### Requirements
A: In the passage on Wilson's military service, how many engineers did the USAF send to support the Army in Afghanistan?
B: Pick up the passage on Wilson's military service after its final sentence and continue writing it.

### Page extract
# # # #
Wilson was injured and later received a Purple Heart for her service in Saudi Arabia.
In 2008, she was deployed during Operation Enduring Freedom to serve with the U.S. Army 173rd Airborne Brigade Combat Team at Forward Operating Base Fenty in Jalalabad, Afghanistan. The Army did not have enough engineers in service to support their operations so the USAF pitched in by sending a team of seven engineers to help. Wilson said she took the team to the Army base and they were embedded with an airborne combat team unit out of Germany.
“I had the opportunity to work, live and breathe with the Army for six months and from that deployment I earned my first Bronze Star,” she said. “It was a great experience, I call it though, and I don’t want to offend any brethren in the room, but I do call it my ‘Air Force Appreciation Year’ because we went to Army training before going to Afghanistan, then six months with the Army in Afghanistan and I’m just glad I chose the Air Force.”
# # # #
### Data listing
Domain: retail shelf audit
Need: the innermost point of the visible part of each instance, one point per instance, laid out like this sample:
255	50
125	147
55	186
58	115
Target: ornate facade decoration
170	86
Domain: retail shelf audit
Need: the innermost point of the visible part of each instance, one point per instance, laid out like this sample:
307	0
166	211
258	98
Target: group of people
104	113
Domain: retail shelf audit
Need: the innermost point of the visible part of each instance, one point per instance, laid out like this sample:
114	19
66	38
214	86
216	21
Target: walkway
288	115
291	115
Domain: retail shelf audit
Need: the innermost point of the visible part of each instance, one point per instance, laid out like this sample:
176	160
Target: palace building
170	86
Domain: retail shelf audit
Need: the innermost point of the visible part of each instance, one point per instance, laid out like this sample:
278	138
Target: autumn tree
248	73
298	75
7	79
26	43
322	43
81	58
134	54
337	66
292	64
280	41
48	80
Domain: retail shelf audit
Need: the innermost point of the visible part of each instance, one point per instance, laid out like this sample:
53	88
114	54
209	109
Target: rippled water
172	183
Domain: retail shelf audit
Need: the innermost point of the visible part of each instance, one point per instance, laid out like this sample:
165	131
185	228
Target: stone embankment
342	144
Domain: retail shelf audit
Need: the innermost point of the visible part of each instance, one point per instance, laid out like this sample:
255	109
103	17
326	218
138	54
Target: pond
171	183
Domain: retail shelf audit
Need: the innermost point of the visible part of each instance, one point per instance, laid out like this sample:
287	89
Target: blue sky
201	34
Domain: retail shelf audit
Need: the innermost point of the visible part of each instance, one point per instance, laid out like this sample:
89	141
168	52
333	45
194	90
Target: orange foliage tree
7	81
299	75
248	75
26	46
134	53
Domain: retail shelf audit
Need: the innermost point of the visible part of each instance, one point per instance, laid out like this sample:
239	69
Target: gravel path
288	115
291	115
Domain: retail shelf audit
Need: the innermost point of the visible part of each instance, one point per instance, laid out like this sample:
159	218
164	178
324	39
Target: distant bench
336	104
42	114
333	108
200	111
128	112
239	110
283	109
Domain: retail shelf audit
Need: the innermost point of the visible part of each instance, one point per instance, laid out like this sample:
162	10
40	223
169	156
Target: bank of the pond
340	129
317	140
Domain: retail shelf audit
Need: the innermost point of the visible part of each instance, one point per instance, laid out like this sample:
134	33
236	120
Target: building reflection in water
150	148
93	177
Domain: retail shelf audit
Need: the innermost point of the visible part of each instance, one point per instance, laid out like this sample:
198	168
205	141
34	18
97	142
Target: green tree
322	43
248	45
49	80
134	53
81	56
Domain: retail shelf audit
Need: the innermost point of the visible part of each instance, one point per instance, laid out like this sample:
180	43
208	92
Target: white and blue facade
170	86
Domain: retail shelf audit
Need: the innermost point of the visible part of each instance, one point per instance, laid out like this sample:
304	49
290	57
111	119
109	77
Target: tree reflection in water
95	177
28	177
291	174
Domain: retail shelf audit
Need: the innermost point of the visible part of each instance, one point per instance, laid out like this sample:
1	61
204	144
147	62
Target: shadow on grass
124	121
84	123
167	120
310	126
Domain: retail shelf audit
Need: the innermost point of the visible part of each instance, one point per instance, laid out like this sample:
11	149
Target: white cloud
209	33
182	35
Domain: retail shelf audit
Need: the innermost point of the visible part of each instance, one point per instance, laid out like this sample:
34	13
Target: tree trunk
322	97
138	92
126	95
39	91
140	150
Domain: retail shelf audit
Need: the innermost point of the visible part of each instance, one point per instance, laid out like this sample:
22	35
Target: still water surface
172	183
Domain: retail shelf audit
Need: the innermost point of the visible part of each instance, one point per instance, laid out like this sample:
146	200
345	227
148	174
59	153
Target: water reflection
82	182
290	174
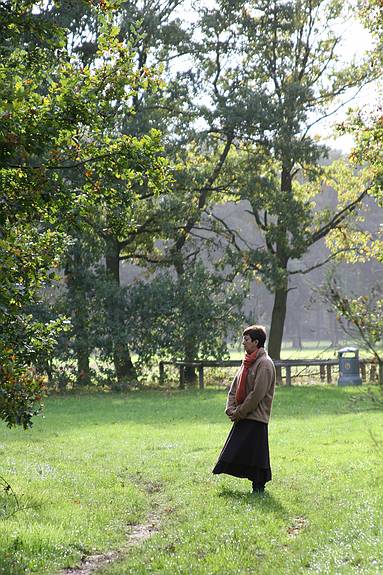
# # # #
### Final results
A: Seven.

B:
Wilson earned a second Bronze Star after being stationed in Qatar and serving as a mission support commander in 2012. She went on to serve a distinguished Air Force career as a senior military adviser to a Senate-confirmed assistant Secretary of the Air Force where she guided daily operations of the 100-person team developing policy for USAF basing, installation and management, as well as environment, safety and occupational health and energy at the Pentagon in in Washington D.C. Her most recent assignment was serving as the 72nd Air Base Wing commander at Tinker. When she retired in 2017, she had served 24 years as a leader and engineer in the USAF. Wilson said she wanted to work for a local nonprofit and she now serves as the executive director of the YMCA of Midwest City.
“As executive director, it gives me the opportunity to give back to my community,” she said. “We find ways to help families and people make connections and fulfill their potential in life.”
The other heroes also spoke about their military careers and the young Airmen gave all the speakers their rapt attention during the event. HAFA Co-founder Pam Kloiber also announced that the nonprofit organization will have more events in the coming weeks.